====== Exercise data

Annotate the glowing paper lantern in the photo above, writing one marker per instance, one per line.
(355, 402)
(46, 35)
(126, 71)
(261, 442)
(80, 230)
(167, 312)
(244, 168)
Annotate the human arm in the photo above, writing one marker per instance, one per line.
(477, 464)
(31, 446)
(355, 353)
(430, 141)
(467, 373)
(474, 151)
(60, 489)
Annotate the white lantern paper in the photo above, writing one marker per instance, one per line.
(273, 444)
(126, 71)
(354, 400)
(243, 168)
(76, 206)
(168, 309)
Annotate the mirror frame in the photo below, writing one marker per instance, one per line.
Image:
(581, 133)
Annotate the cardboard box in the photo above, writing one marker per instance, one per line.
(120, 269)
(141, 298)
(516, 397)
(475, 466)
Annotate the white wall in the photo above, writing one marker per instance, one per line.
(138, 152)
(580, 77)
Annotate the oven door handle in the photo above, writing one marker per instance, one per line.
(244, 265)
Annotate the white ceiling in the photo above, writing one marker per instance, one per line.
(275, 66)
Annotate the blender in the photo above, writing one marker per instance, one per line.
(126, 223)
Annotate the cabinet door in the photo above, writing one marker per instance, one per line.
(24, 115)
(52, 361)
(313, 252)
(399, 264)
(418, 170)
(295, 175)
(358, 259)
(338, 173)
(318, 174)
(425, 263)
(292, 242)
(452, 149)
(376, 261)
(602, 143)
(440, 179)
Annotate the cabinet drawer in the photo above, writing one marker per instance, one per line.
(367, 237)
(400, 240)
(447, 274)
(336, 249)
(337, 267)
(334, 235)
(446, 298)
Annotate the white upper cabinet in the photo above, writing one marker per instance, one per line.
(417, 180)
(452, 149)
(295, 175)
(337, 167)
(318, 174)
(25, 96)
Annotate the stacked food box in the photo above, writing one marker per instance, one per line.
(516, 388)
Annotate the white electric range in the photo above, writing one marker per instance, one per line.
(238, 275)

============

Keep only the lines from the one containing "Annotate the cabinet drawer" to the end of the entries, and repeat them exactly.

Task result:
Annotate the cabinet drawer in the photo above, writing one marker per instance, one per line.
(367, 237)
(400, 240)
(447, 274)
(336, 249)
(337, 267)
(334, 235)
(446, 298)
Annotate the white upper cabinet in the photo above, writing one marker per instance, one per line.
(417, 180)
(452, 149)
(295, 175)
(337, 167)
(318, 174)
(25, 96)
Annotate the stacked food box in the photo above, writing one marker per instance, one per line.
(516, 388)
Annotate the white electric range in the photo above, writing one marker per instance, one per line.
(238, 275)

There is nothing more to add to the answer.